» **Written problem**
Rewrite the lines from the one with "Scouting pass: put a marker on the chair armrest, one" up to and including the one with "[(346, 380)]" as a numbered list, leaving out any blank lines.

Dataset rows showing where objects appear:
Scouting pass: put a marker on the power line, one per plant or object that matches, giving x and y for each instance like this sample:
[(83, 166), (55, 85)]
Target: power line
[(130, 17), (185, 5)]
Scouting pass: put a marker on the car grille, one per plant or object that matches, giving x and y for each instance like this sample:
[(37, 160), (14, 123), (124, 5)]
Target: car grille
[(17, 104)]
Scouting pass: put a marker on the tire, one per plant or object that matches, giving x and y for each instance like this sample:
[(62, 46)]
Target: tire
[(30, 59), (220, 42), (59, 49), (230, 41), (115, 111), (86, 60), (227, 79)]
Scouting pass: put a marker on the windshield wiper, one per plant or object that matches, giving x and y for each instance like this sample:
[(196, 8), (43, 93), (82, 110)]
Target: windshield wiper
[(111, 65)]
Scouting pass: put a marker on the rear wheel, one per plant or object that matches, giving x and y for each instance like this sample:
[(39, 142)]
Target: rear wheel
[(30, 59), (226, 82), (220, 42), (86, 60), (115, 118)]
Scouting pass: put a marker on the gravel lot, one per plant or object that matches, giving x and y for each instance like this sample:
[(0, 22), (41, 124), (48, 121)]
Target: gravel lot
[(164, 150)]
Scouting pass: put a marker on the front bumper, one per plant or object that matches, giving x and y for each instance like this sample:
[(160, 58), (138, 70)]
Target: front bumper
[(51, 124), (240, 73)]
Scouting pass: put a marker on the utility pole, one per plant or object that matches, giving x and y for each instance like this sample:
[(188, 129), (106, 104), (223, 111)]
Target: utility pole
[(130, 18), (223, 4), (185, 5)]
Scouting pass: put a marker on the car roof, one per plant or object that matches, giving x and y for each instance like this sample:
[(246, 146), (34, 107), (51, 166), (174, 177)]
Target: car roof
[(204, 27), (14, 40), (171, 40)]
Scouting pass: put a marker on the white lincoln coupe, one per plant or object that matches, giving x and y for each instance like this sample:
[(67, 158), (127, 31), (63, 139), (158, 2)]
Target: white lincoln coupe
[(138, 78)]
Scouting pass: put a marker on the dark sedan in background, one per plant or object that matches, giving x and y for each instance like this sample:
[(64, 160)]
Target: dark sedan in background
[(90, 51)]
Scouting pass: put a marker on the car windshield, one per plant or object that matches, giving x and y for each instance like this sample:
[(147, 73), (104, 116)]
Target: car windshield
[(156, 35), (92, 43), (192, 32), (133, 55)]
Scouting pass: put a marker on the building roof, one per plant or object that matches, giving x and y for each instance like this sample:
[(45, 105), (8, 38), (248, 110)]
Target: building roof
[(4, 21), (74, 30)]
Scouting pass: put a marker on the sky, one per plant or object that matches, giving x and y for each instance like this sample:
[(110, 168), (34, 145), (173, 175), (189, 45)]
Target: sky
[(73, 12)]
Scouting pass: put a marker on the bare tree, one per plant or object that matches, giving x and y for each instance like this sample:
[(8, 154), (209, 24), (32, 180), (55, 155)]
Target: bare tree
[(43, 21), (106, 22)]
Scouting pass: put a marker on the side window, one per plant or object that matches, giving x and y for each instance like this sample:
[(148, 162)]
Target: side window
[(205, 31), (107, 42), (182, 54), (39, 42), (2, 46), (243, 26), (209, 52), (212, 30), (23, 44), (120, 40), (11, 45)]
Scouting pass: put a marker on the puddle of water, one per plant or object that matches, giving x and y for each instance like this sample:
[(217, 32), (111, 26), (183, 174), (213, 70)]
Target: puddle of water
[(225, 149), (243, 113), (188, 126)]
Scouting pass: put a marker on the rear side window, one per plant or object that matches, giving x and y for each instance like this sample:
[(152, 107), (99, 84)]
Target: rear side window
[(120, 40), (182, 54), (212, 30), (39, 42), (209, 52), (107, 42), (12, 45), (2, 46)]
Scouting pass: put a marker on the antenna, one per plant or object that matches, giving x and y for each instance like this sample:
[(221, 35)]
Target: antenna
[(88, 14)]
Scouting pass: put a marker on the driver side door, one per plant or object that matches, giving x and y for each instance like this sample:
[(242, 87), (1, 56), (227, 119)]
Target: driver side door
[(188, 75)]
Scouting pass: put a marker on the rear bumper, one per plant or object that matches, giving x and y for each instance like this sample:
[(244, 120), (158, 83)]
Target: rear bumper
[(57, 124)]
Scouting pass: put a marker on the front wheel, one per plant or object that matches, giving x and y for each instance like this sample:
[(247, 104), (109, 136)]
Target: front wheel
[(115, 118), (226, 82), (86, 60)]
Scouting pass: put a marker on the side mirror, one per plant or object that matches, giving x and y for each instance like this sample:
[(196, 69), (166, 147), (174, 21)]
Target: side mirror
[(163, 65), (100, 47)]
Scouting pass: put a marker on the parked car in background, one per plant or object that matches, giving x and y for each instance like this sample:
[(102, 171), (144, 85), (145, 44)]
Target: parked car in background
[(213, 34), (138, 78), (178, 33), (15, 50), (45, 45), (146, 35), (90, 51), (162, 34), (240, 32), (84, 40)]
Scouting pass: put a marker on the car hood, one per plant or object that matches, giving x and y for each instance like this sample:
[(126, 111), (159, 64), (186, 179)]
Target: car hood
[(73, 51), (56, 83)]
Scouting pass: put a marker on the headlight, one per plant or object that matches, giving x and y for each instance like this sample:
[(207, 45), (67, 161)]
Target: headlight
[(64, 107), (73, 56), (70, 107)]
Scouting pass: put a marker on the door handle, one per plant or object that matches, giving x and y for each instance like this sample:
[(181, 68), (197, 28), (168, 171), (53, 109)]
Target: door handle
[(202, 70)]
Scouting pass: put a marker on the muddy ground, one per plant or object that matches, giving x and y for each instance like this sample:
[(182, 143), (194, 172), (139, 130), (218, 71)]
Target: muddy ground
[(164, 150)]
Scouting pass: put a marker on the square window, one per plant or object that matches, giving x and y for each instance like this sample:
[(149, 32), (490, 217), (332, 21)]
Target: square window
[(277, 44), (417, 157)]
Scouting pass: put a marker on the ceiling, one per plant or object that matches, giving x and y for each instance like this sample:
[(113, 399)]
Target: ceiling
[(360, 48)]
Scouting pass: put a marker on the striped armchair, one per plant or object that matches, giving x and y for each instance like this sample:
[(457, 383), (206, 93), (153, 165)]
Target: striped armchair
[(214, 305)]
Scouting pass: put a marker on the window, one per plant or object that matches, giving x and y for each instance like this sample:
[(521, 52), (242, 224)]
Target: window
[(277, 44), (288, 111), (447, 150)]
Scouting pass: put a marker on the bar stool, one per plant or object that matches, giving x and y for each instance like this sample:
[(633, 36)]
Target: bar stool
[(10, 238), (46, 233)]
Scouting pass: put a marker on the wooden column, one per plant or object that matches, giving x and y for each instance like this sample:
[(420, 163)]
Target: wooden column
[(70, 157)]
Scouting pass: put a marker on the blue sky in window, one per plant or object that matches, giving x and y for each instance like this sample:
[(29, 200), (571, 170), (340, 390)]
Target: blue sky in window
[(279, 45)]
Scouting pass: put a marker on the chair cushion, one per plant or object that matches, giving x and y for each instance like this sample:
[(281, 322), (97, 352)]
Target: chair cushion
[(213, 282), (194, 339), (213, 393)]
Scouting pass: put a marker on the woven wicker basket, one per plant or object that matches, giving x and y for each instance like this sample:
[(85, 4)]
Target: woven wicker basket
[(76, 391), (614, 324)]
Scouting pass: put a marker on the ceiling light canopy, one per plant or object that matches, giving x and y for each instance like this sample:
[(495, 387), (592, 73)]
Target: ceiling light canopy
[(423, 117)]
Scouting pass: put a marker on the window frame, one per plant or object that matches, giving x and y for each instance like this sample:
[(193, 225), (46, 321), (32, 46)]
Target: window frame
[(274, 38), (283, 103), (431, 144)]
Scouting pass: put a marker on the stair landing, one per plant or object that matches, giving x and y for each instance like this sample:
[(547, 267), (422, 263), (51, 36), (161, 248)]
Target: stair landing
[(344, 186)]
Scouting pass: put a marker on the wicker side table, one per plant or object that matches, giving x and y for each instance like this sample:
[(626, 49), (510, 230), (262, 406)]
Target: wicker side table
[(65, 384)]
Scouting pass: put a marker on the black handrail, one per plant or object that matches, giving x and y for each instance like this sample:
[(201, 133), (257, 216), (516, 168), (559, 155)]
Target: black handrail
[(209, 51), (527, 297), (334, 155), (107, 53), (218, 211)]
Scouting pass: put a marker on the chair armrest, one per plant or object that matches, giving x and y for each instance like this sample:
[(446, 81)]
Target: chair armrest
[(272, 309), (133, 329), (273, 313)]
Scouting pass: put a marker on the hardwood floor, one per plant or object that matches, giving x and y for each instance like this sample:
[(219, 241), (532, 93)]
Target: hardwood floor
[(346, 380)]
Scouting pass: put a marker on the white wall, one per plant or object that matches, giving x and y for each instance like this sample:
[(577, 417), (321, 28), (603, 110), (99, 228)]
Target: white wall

» **Output of the exercise**
1. Scouting pass: put a marker on the chair armrest, one per plant or object that matches, giving x and y for each instance like this sample:
2. [(446, 81)]
3. Target: chair armrest
4. [(272, 309), (133, 329), (273, 313)]
5. Scouting pass: put a marker on the hardwood floor, one per plant or object that matches, giving x and y for each instance like this sample:
6. [(219, 241), (532, 93)]
7. Target: hardwood floor
8. [(346, 380)]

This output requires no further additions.